*EXTRACTED INFORMATION:*
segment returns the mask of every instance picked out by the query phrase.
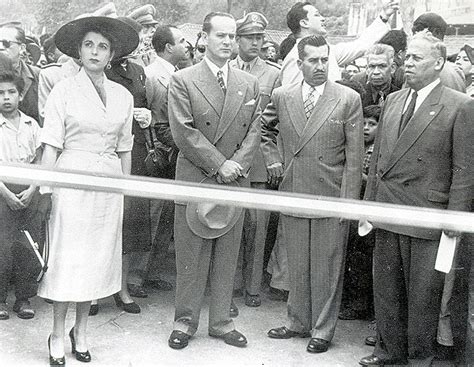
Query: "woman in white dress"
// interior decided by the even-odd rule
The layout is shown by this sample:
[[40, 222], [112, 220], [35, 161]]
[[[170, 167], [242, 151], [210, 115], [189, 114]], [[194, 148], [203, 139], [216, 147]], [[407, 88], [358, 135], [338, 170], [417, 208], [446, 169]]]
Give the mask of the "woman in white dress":
[[[104, 69], [114, 57], [137, 47], [137, 33], [117, 19], [88, 17], [61, 27], [55, 43], [63, 53], [79, 59], [82, 68], [58, 83], [48, 97], [41, 133], [42, 164], [106, 175], [130, 174], [133, 98], [108, 80]], [[65, 364], [69, 302], [76, 303], [76, 321], [69, 333], [71, 349], [77, 360], [89, 362], [90, 301], [121, 289], [123, 196], [66, 188], [51, 191], [49, 268], [38, 291], [53, 300], [50, 365]]]

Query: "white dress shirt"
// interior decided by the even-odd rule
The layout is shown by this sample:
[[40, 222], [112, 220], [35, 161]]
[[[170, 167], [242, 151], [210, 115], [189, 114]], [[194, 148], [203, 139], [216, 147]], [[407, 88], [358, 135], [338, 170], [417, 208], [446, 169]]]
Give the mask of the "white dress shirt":
[[219, 66], [214, 64], [211, 60], [209, 60], [209, 58], [207, 56], [204, 56], [204, 61], [206, 62], [207, 66], [209, 66], [209, 68], [212, 71], [212, 74], [214, 74], [216, 76], [216, 78], [217, 78], [217, 73], [219, 71], [222, 71], [223, 78], [224, 78], [224, 84], [227, 88], [227, 78], [229, 76], [229, 62], [226, 62], [224, 64], [224, 66], [220, 68]]
[[[440, 79], [436, 79], [434, 82], [431, 82], [430, 84], [428, 84], [427, 86], [421, 88], [417, 94], [418, 96], [416, 97], [416, 103], [415, 103], [415, 110], [413, 111], [413, 114], [418, 111], [418, 108], [421, 106], [421, 104], [425, 101], [426, 97], [428, 97], [428, 95], [431, 93], [431, 91], [440, 83]], [[410, 104], [410, 101], [411, 101], [411, 96], [413, 95], [413, 93], [415, 92], [414, 89], [410, 89], [410, 94], [408, 95], [408, 98], [407, 100], [405, 101], [405, 106], [403, 107], [403, 113], [405, 113], [405, 111], [407, 110], [408, 108], [408, 105]]]

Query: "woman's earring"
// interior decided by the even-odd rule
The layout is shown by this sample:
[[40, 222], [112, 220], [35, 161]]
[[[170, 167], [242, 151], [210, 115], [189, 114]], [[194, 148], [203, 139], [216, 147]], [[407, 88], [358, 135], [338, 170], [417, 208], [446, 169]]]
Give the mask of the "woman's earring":
[[112, 67], [112, 65], [110, 65], [110, 61], [109, 61], [109, 62], [107, 63], [106, 68], [107, 68], [107, 70], [110, 70], [111, 67]]
[[79, 61], [79, 65], [82, 65], [82, 59], [79, 58], [77, 61]]

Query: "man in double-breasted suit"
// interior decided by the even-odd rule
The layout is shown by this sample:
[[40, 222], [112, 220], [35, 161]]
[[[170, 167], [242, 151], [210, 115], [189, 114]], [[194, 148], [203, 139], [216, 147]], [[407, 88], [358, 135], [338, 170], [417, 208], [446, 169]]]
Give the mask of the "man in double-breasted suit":
[[[237, 21], [236, 37], [239, 45], [239, 55], [229, 62], [231, 67], [244, 70], [257, 77], [262, 110], [270, 102], [273, 89], [280, 85], [278, 80], [280, 67], [278, 64], [262, 60], [259, 57], [267, 25], [267, 19], [257, 12], [248, 13], [244, 18], [239, 19]], [[259, 149], [250, 170], [250, 184], [255, 189], [266, 189], [269, 188], [267, 182], [267, 168]], [[263, 257], [269, 216], [270, 212], [265, 210], [247, 209], [245, 213], [242, 248], [235, 275], [235, 286], [236, 288], [242, 288], [245, 304], [249, 307], [258, 307], [261, 304], [259, 293], [262, 283]], [[235, 305], [233, 306], [237, 310]]]
[[[359, 95], [327, 80], [324, 37], [303, 38], [298, 51], [304, 81], [275, 89], [262, 116], [267, 169], [283, 175], [282, 191], [358, 199], [364, 154]], [[283, 157], [275, 144], [278, 131]], [[311, 336], [308, 352], [325, 352], [339, 312], [348, 223], [285, 213], [281, 220], [288, 245], [289, 320], [268, 336]]]
[[[247, 176], [260, 143], [259, 87], [254, 76], [228, 65], [235, 29], [231, 15], [208, 14], [203, 24], [206, 57], [171, 78], [168, 111], [180, 150], [177, 180], [212, 178], [216, 184], [250, 185]], [[233, 346], [246, 345], [229, 316], [242, 223], [240, 215], [227, 233], [205, 239], [191, 230], [186, 203], [176, 202], [176, 310], [168, 340], [171, 348], [185, 347], [196, 332], [208, 274], [209, 335]]]
[[[365, 198], [469, 211], [473, 190], [474, 101], [442, 86], [446, 47], [431, 33], [408, 46], [409, 88], [388, 96]], [[441, 231], [375, 223], [377, 344], [364, 366], [431, 363], [444, 274], [434, 269]], [[449, 237], [458, 233], [444, 231]]]

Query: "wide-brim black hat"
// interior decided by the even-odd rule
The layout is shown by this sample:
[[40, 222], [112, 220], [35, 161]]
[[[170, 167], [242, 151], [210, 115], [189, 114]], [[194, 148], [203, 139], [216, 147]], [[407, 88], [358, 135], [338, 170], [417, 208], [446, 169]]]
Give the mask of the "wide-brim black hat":
[[111, 37], [114, 59], [126, 56], [138, 47], [138, 33], [125, 22], [108, 17], [85, 17], [66, 23], [56, 32], [54, 42], [61, 52], [78, 59], [79, 44], [87, 32]]

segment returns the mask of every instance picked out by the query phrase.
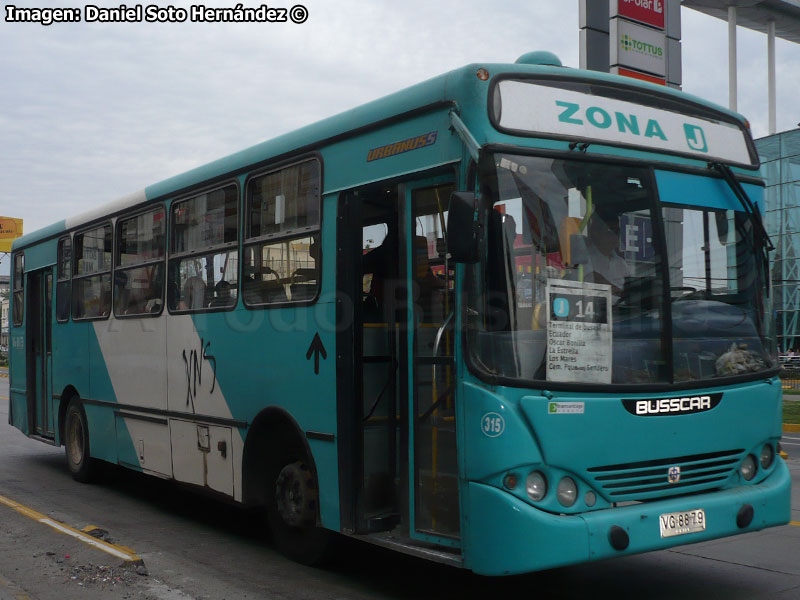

*AIM OF THE TASK:*
Without the pictures, repeat every line of the material above exactly.

*RESULT OF THIS EXERCISE:*
segment returns the mask of every instance picked out by the query phrase.
Query: "woman in white dress"
// interior decided by the even-odd rule
The layout is shown by this sample:
[[40, 222], [112, 220], [35, 161]]
[[[170, 167], [242, 151], [210, 115], [189, 114]], [[194, 148], [203, 139], [216, 147]], [[407, 88], [358, 135], [338, 170], [417, 208], [446, 169]]]
Give the mask of the "woman in white dress":
[[[104, 69], [114, 57], [137, 47], [137, 33], [117, 19], [88, 17], [61, 27], [55, 43], [63, 53], [79, 59], [82, 68], [58, 83], [48, 97], [41, 133], [42, 164], [106, 175], [130, 174], [133, 98], [108, 80]], [[65, 364], [69, 302], [76, 303], [76, 321], [69, 333], [71, 349], [77, 360], [89, 362], [90, 301], [121, 289], [123, 196], [66, 188], [51, 191], [49, 268], [38, 291], [53, 300], [50, 365]]]

Query: "white dress shirt"
// interior decided by the even-odd rule
The layout is shown by this sample:
[[40, 222], [112, 220], [35, 161]]
[[[170, 167], [242, 151], [210, 115], [189, 114]], [[194, 148], [203, 139], [216, 147]], [[407, 88], [358, 135], [338, 170], [417, 208], [446, 169]]]
Give the mask of the "white dress shirt":
[[219, 66], [214, 64], [211, 60], [209, 60], [209, 58], [207, 56], [204, 56], [204, 61], [206, 62], [207, 66], [209, 66], [209, 68], [212, 71], [212, 74], [214, 74], [216, 76], [216, 78], [217, 78], [217, 73], [219, 71], [222, 71], [223, 78], [224, 78], [224, 84], [227, 88], [227, 78], [229, 76], [229, 62], [226, 62], [224, 64], [224, 66], [220, 68]]
[[[440, 79], [436, 79], [434, 82], [431, 82], [430, 84], [428, 84], [427, 86], [421, 88], [417, 94], [418, 96], [416, 97], [416, 103], [415, 103], [415, 110], [413, 111], [413, 114], [418, 111], [418, 108], [421, 106], [421, 104], [425, 101], [426, 97], [428, 97], [428, 95], [431, 93], [431, 91], [440, 83]], [[410, 104], [410, 101], [411, 101], [411, 96], [413, 95], [413, 93], [415, 92], [414, 89], [410, 89], [410, 94], [408, 95], [408, 98], [407, 100], [405, 101], [405, 106], [403, 107], [403, 113], [405, 113], [405, 111], [407, 110], [408, 108], [408, 105]]]

Query: "woman's earring"
// interior decided by the even-odd rule
The layout is shown by this sample:
[[40, 222], [112, 220], [35, 161]]
[[[170, 167], [242, 151], [210, 115], [189, 114]], [[194, 148], [203, 139], [216, 147]], [[407, 88], [358, 135], [338, 170], [417, 208], [446, 169]]]
Give the mask of the "woman's earring":
[[112, 67], [112, 65], [110, 65], [110, 61], [109, 61], [109, 62], [107, 63], [106, 68], [107, 68], [107, 70], [110, 70], [111, 67]]
[[79, 61], [79, 65], [82, 65], [82, 59], [79, 58], [77, 61]]

Query: "man in double-breasted suit"
// interior decided by the even-odd rule
The layout is shown by this sample:
[[40, 222], [112, 220], [35, 161]]
[[[170, 167], [242, 151], [210, 115], [189, 114]], [[194, 148], [203, 139], [216, 147]], [[407, 88], [358, 135], [338, 170], [417, 208], [446, 169]]]
Give the mask of the "man in double-breasted suit":
[[[237, 21], [236, 37], [239, 45], [239, 55], [229, 62], [231, 67], [244, 70], [257, 77], [262, 110], [270, 102], [273, 89], [280, 85], [278, 80], [280, 67], [278, 64], [262, 60], [259, 57], [267, 25], [267, 19], [257, 12], [248, 13], [244, 18], [239, 19]], [[259, 149], [250, 170], [250, 184], [255, 189], [266, 189], [269, 188], [267, 182], [267, 168]], [[263, 257], [269, 216], [270, 212], [265, 210], [247, 209], [245, 213], [242, 248], [235, 275], [235, 286], [236, 288], [242, 288], [245, 304], [249, 307], [258, 307], [261, 304], [259, 293], [262, 283]], [[235, 305], [233, 306], [237, 310]]]
[[[359, 95], [327, 80], [324, 37], [303, 38], [298, 51], [304, 81], [275, 89], [262, 116], [267, 169], [283, 175], [282, 191], [358, 199], [364, 154]], [[283, 157], [275, 144], [278, 131]], [[311, 336], [308, 352], [325, 352], [339, 312], [348, 223], [285, 213], [281, 220], [288, 245], [289, 320], [268, 336]]]
[[[247, 176], [260, 143], [259, 87], [254, 76], [228, 65], [235, 29], [231, 15], [208, 14], [203, 24], [206, 57], [171, 78], [168, 111], [180, 150], [177, 180], [212, 178], [216, 184], [250, 185]], [[233, 346], [246, 345], [229, 316], [242, 223], [240, 215], [227, 233], [205, 239], [191, 230], [186, 203], [176, 202], [176, 310], [168, 340], [171, 348], [185, 347], [196, 332], [208, 274], [209, 335]]]
[[[365, 198], [469, 211], [473, 190], [474, 101], [442, 86], [446, 47], [431, 33], [408, 46], [409, 88], [388, 96]], [[441, 231], [375, 223], [377, 344], [364, 366], [431, 363], [444, 274], [434, 269]], [[449, 237], [458, 233], [444, 231]]]

Query: "wide-brim black hat"
// interior decided by the even-odd rule
The layout is shown by this sample:
[[40, 222], [112, 220], [35, 161]]
[[[170, 167], [242, 151], [210, 115], [189, 114]], [[194, 148], [203, 139], [216, 147]], [[407, 88], [358, 135], [338, 170], [417, 208], [446, 169]]]
Give the mask of the "wide-brim black hat":
[[111, 37], [114, 59], [126, 56], [138, 47], [138, 33], [125, 22], [108, 17], [85, 17], [66, 23], [56, 32], [54, 42], [61, 52], [78, 59], [79, 44], [87, 32]]

segment returns the mask of every instance picked out by the query phrase.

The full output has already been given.